## Work request 1
Translate this sentence from the passage about music in silent art into Spanish: "But there is more music in that picture besides."
## Work request 2
Reproduce the passage about music in silent art word for word, beginning at the words "I am always" and stopping after "possibly Vivaldi’s violins.".

## Exercise text
Content starts

I am always amazed by the fact that things which are inherently silent in nature make music in your mind. Writing is like that for me. Drawing is like that. And so is photography. That is an actual musical score from Chopin in the background. My son recognized it from a book of piano pieces I bought for him because he reads music and can turn those squiggle-bugs on the fence into the right plinkety-plunks on a keyboard. But there is more music in that picture besides. The nude young girl at the keyboard softly rendered in velvety colored pencil tones is also musical in nature, for more than just the fact of fingers on a silent colored pencil keyboard. The lyrical loops of black and yellow in the wings of the tiger swallowtail butterfly also make music in my head, sprightly piano music like Chopin’s, or possibly Vivaldi’s violins.

Content ends

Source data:

Content starts

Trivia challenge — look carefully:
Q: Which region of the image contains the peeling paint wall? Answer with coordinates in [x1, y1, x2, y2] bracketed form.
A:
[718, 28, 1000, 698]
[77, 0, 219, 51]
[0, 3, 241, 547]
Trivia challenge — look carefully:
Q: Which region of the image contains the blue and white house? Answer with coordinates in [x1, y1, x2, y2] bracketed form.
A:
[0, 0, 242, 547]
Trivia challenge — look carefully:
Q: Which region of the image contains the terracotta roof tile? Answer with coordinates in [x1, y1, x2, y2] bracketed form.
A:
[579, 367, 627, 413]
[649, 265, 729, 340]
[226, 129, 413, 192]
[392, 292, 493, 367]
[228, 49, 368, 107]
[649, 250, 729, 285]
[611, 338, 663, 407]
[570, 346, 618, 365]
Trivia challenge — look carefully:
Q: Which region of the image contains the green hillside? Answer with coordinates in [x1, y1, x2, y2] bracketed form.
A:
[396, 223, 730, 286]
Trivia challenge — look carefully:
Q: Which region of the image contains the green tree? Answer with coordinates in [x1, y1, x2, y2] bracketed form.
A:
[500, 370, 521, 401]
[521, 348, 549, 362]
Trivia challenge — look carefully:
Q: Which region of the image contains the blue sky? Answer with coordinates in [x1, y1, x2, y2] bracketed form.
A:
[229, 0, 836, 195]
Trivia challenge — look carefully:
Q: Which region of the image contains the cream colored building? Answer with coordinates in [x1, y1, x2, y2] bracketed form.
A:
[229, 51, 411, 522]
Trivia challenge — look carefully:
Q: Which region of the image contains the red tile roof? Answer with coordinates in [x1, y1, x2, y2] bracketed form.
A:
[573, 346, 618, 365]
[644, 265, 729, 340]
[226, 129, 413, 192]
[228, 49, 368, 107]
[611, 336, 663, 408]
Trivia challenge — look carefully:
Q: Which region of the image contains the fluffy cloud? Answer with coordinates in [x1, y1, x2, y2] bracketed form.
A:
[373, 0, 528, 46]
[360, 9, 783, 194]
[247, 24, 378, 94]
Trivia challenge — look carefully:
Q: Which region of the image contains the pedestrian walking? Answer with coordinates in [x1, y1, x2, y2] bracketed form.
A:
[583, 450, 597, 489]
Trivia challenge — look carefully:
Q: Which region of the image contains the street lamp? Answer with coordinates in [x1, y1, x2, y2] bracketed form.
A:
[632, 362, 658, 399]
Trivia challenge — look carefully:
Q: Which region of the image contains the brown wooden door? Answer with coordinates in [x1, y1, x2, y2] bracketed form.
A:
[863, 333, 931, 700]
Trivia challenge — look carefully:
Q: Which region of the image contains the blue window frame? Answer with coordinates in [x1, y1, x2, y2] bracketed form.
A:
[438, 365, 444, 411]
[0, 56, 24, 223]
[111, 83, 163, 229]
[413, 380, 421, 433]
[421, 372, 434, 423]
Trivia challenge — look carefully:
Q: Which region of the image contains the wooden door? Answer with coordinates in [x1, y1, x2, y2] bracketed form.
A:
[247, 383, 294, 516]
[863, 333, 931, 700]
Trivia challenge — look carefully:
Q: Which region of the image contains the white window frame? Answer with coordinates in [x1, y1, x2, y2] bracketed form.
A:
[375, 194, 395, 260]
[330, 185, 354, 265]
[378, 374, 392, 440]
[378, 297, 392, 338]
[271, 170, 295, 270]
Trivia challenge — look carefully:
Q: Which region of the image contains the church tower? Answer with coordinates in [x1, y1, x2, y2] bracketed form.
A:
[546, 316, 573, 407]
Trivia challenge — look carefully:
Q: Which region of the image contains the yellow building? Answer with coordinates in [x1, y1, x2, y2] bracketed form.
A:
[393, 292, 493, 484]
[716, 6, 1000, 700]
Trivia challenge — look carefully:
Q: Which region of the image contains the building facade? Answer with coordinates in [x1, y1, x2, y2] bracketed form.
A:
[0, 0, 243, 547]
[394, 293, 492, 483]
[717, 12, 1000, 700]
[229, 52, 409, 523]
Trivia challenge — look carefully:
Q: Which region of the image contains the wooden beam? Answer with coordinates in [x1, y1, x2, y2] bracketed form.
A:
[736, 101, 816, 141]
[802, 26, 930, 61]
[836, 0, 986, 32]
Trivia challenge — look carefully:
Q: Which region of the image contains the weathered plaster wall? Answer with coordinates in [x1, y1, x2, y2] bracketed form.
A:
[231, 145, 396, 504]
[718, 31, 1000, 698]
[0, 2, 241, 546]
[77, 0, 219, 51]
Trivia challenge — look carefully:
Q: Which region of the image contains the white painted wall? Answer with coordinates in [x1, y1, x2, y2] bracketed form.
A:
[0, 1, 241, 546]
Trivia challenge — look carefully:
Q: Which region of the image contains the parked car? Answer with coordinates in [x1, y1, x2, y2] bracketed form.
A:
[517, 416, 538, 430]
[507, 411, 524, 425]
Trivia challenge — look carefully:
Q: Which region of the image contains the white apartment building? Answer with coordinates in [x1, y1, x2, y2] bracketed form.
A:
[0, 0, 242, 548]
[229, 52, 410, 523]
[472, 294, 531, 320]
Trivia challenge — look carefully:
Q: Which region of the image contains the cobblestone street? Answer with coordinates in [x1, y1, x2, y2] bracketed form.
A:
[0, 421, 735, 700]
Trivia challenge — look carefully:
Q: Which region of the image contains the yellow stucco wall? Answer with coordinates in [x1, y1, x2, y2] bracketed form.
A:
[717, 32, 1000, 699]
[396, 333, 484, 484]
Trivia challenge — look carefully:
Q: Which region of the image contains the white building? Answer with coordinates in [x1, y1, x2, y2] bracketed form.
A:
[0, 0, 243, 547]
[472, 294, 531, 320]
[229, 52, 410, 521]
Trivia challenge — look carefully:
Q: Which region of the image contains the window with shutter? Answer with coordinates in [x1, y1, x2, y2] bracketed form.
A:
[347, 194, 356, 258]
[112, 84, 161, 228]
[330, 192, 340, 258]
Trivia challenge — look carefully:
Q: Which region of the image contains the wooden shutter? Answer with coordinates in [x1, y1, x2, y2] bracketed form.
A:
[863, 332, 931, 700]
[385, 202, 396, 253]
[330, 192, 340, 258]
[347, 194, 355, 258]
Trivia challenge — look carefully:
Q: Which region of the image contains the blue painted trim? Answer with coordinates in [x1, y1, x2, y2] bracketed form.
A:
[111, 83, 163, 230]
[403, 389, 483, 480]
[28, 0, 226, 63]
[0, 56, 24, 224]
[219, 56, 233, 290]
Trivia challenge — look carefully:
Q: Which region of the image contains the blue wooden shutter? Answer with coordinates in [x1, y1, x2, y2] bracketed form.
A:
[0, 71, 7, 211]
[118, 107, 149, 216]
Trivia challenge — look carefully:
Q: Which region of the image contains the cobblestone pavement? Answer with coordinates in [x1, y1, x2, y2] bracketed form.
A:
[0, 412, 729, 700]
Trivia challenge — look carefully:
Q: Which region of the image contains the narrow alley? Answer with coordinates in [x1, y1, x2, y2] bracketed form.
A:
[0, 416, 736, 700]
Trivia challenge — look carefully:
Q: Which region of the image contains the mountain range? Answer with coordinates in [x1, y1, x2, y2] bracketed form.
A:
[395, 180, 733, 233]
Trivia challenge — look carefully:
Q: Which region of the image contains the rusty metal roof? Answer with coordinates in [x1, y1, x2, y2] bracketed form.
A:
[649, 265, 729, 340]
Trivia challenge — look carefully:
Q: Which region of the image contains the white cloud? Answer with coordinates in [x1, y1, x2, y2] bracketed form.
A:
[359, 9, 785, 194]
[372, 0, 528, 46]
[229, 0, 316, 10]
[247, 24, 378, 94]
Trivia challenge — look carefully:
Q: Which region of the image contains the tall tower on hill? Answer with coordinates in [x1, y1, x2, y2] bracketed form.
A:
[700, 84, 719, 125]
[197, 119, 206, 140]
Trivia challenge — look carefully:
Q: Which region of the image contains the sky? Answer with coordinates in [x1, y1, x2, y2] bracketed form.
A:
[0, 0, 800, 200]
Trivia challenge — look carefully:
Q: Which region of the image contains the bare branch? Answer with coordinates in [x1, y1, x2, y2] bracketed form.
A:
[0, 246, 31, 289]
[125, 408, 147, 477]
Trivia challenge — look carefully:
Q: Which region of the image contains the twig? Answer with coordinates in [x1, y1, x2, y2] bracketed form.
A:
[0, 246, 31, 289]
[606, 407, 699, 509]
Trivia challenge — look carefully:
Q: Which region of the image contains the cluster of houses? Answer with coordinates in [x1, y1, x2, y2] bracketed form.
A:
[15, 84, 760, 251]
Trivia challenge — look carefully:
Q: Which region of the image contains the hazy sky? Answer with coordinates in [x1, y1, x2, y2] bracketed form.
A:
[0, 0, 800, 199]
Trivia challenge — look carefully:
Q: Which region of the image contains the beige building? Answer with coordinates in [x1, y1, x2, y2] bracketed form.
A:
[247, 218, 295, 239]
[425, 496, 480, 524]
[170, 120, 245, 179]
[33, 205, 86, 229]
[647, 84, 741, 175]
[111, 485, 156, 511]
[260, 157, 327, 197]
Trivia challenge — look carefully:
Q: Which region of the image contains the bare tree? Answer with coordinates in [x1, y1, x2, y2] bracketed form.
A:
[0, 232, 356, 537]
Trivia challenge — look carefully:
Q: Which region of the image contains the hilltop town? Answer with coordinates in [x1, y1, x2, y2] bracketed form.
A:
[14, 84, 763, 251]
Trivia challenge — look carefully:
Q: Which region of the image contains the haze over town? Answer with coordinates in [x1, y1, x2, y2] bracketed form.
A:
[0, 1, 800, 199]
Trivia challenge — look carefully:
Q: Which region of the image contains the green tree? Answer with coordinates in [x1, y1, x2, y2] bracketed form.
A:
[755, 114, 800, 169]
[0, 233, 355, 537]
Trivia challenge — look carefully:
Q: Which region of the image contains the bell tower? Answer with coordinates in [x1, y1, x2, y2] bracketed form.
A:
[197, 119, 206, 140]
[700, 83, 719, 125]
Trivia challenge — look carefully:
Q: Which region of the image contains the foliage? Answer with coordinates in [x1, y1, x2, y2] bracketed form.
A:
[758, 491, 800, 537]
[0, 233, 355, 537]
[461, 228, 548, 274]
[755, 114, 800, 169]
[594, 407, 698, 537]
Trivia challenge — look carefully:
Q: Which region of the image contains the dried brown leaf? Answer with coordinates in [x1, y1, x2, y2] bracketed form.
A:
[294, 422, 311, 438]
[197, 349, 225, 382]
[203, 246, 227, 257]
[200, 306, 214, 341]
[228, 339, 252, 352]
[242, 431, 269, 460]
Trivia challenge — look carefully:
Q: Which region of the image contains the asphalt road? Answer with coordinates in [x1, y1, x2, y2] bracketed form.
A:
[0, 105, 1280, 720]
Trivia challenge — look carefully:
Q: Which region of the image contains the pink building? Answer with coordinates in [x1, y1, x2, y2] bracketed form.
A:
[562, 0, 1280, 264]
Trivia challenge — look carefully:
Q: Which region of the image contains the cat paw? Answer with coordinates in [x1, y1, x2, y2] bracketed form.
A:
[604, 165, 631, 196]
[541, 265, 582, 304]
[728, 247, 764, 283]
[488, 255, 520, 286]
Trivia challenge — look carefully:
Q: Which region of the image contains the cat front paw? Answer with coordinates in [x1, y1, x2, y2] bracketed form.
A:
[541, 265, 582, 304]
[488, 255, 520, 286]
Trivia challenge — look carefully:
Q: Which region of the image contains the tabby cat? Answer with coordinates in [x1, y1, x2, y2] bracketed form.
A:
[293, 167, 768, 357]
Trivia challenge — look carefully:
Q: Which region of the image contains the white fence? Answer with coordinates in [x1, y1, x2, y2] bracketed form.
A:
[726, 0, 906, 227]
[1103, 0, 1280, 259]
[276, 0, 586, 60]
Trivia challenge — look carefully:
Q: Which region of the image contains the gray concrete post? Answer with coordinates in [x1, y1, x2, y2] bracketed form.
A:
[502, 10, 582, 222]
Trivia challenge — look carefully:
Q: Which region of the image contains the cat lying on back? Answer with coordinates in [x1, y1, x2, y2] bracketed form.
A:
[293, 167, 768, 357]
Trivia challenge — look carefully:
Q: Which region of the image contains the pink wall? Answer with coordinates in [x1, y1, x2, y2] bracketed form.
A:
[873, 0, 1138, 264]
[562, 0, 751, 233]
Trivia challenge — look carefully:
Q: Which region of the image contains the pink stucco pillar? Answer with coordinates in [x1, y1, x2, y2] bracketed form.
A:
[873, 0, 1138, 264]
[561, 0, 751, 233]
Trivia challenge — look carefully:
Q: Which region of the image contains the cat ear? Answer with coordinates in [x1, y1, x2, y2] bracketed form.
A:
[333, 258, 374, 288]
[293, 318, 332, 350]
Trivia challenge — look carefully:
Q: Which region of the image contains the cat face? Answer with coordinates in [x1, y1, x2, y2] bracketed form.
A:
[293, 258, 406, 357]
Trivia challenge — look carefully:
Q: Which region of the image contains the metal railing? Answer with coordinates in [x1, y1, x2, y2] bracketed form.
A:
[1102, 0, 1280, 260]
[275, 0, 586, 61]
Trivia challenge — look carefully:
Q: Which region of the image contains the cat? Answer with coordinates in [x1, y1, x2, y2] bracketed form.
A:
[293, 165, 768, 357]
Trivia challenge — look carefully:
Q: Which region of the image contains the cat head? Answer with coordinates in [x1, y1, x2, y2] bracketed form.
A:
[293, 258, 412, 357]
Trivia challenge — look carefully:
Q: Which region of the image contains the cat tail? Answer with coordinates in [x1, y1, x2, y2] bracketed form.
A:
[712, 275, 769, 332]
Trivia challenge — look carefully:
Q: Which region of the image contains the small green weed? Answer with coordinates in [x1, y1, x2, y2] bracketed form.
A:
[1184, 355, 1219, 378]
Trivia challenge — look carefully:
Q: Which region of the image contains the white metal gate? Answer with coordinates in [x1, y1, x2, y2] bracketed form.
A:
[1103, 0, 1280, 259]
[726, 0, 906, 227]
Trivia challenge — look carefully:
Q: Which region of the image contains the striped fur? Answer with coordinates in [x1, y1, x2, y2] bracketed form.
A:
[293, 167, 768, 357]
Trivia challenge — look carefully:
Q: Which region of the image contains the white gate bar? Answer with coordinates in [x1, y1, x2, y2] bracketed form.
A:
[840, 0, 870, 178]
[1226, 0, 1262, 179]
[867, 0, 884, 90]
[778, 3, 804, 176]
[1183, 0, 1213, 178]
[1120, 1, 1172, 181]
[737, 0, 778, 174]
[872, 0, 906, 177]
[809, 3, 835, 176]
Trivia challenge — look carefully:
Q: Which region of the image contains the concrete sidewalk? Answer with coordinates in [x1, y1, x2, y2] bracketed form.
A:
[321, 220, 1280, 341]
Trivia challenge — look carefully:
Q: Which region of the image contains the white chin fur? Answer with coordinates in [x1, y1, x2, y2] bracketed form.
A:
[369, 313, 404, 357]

Content ends

## Expected output 1
Pero además hay más música en esa imagen.

## Expected output 2
I am always amazed by the fact that things which are inherently silent in nature make music in your mind. Writing is like that for me. Drawing is like that. And so is photography. That is an actual musical score from Chopin in the background. My son recognized it from a book of piano pieces I bought for him because he reads music and can turn those squiggle-bugs on the fence into the right plinkety-plunks on a keyboard. But there is more music in that picture besides. The nude young girl at the keyboard softly rendered in velvety colored pencil tones is also musical in nature, for more than just the fact of fingers on a silent colored pencil keyboard. The lyrical loops of black and yellow in the wings of the tiger swallowtail butterfly also make music in my head, sprightly piano music like Chopin’s, or possibly Vivaldi’s violins.